# WORK ORDER
An exact copy of all the data, minus the images, is required.

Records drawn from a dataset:
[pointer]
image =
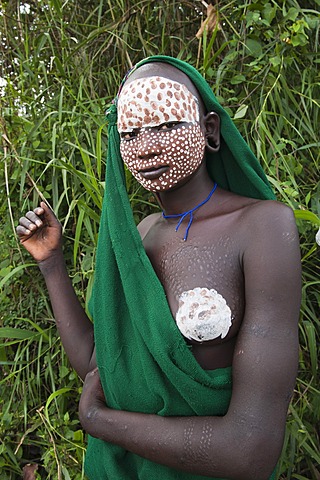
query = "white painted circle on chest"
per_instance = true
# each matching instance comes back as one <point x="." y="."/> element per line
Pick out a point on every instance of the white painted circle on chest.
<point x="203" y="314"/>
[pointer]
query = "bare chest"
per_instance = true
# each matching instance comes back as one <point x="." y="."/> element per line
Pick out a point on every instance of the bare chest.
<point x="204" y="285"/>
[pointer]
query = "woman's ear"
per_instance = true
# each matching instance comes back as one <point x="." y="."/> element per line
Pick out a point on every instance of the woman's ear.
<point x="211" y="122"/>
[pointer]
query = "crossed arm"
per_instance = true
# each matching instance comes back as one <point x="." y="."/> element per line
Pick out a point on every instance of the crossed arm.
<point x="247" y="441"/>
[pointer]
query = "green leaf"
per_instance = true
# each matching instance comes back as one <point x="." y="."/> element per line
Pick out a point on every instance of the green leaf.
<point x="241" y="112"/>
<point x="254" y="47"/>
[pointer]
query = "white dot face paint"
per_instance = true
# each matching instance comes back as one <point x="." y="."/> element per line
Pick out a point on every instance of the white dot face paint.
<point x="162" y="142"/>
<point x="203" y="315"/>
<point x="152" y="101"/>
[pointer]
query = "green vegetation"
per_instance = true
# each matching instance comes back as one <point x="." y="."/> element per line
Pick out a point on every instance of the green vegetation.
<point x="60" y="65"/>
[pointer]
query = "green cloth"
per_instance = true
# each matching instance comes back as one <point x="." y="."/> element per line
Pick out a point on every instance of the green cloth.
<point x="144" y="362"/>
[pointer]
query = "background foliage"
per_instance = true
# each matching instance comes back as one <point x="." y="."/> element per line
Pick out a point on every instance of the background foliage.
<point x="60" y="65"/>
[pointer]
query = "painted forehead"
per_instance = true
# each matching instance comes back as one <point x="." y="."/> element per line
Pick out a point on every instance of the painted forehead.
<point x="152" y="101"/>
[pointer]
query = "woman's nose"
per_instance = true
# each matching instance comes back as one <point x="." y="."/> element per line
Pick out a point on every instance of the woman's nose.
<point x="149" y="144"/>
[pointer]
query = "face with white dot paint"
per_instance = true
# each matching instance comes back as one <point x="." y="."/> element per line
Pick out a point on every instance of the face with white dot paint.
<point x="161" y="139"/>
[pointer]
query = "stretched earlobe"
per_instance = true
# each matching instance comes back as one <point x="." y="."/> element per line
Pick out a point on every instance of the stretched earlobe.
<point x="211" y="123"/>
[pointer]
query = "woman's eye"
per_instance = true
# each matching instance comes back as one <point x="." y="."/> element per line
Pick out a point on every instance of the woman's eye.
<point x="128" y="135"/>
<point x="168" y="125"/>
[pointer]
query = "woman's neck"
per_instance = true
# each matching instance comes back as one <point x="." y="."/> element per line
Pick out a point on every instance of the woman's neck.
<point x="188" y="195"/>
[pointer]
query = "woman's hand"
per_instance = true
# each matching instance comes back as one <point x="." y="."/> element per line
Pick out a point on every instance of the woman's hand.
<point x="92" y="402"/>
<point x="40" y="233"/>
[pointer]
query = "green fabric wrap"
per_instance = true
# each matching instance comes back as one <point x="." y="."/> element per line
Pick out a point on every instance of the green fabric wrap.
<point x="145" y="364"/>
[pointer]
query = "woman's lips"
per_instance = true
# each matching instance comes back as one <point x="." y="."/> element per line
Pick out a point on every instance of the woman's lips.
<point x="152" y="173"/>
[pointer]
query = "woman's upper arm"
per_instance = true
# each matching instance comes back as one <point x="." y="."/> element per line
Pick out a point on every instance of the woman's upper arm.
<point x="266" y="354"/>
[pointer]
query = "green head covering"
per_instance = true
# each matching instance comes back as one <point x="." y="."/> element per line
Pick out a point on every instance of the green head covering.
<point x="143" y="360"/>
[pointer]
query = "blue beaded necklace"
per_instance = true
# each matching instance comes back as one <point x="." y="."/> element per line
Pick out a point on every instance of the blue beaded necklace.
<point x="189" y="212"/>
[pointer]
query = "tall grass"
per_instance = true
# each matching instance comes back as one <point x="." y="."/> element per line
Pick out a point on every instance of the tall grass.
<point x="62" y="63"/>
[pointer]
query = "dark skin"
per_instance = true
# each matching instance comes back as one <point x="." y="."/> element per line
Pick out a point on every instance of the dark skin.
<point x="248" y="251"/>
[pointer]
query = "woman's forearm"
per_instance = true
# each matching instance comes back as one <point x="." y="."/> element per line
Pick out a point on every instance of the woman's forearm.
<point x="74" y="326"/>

# ANSWER SPACE
[pointer]
image =
query = "white painted circle on chest"
per_instance = true
# each matching instance comes back as one <point x="." y="."/> element per line
Pick out a point on every instance of the white painted circle on chest.
<point x="203" y="314"/>
[pointer]
query = "bare chest"
per_instance = true
# each matching instance comes back as one <point x="." y="."/> element per line
Pick out a point on every instance of the bare chest.
<point x="204" y="285"/>
[pointer]
query = "woman's ear"
per_instance = true
# each matching instance comes back as one <point x="." y="."/> element per line
Pick out a point on every instance of the woman's ear.
<point x="211" y="122"/>
[pointer]
query = "crossed arm"
per_instance = true
# each matching instance comes back as one <point x="." y="."/> element per line
Pick out a point on every instance of the crossed arm.
<point x="247" y="441"/>
[pointer]
query = "green leaf"
per_instance = true
# each matching instance comes back as one <point x="." y="."/> element per line
Pick out a point on every instance of the green leaf.
<point x="241" y="112"/>
<point x="254" y="47"/>
[pointer]
query = "white dot face paint"
per_instance = true
# each matching instance comes back as one <point x="." y="."/> element per line
Pick out a point on every instance of the white dot face paint.
<point x="162" y="142"/>
<point x="203" y="315"/>
<point x="152" y="101"/>
[pointer]
query = "green vegetation"
per_instance = true
# each matching instance comes back as one <point x="." y="."/> element per line
Pick out a point on every instance of the green vegetation.
<point x="60" y="65"/>
[pointer]
query = "green cloth"
per_instance = true
# each matching instance comes back as one <point x="." y="."/> element per line
Pick out a point on every instance of the green cloth.
<point x="144" y="362"/>
[pointer]
query = "background foliage"
per_instance = true
# each matching instance comes back as one <point x="." y="."/> element per line
Pick out a point on every instance of the background foliage.
<point x="60" y="65"/>
[pointer]
query = "painted forehead"
per_instance = true
# each matching instance comes back as one <point x="." y="."/> element per line
Pick out a point on every instance of the painted forehead.
<point x="152" y="101"/>
[pointer]
query = "woman's nose"
per_instance = true
# each matching instance comes back as one <point x="." y="."/> element per line
Pick out a point on every instance of the woman's nose.
<point x="149" y="144"/>
[pointer]
query = "face with white dot paint"
per_instance = true
# each matching instance comes back as one <point x="." y="."/> element per line
Pick out a point on every instance of the face with white dot paint.
<point x="161" y="139"/>
[pointer]
query = "stretched earlobe"
per_instance = true
# each matching instance comes back as one <point x="." y="."/> element per line
Pick out a point on every instance of the stretched earlobe.
<point x="211" y="123"/>
[pointer]
query = "woman's eye"
per_instance = true
# each matching instance comes back as one <point x="." y="."/> element per line
Pick out a point on every instance of the woman's eye.
<point x="128" y="135"/>
<point x="168" y="125"/>
[pointer]
query = "woman's neck"
per_instance = true
# each matching instance comes back as one <point x="." y="."/> element per line
Pick out a point on every instance of the woman's neck.
<point x="188" y="195"/>
[pointer]
query = "woman's hand"
per_instance = true
# each matching instance comes back as one <point x="." y="."/> element per line
Pick out a point on every instance of the woman's hand.
<point x="92" y="402"/>
<point x="40" y="233"/>
[pointer]
query = "green fabric wrap"
per_instance = true
# each matching instance comes back as one <point x="." y="."/> element per line
Pick out a point on every instance of the green fabric wrap.
<point x="145" y="364"/>
[pointer]
query = "woman's lips"
per_instance = true
# each matching instance comes back as one <point x="." y="."/> element per line
Pick out a point on every instance of the woman's lips.
<point x="152" y="173"/>
[pointer]
query = "woman's upper arm"
per_instance = true
# each matching instance comes back as one <point x="." y="."/> element per line
Pick out a point on every instance of the woman's upper arm.
<point x="266" y="354"/>
[pointer]
query = "green head covering"
per_instance = true
# each matching instance comes back as one <point x="." y="."/> element per line
Pick out a point on every instance of the green head covering.
<point x="143" y="360"/>
[pointer]
query = "blue beaded necklace"
per_instance = true
# each matching instance comes back as one <point x="." y="."/> element per line
Pick out a point on every instance of the blue beaded necklace.
<point x="189" y="212"/>
[pointer]
query = "tall grass"
per_instance = true
# each matching instance comes back as one <point x="." y="."/> element per line
Pick out a point on every instance of the tall grass.
<point x="62" y="63"/>
[pointer]
query = "dark skin"
per_instance = true
# each matching instance comes back as one <point x="." y="."/> element per line
Pick out a point on every instance of the dark skin.
<point x="248" y="251"/>
[pointer]
query = "woman's forearm"
per_instance = true
# each matching instance comes back as one <point x="." y="."/> element per line
Pick out a point on every instance of the woman's forearm.
<point x="74" y="326"/>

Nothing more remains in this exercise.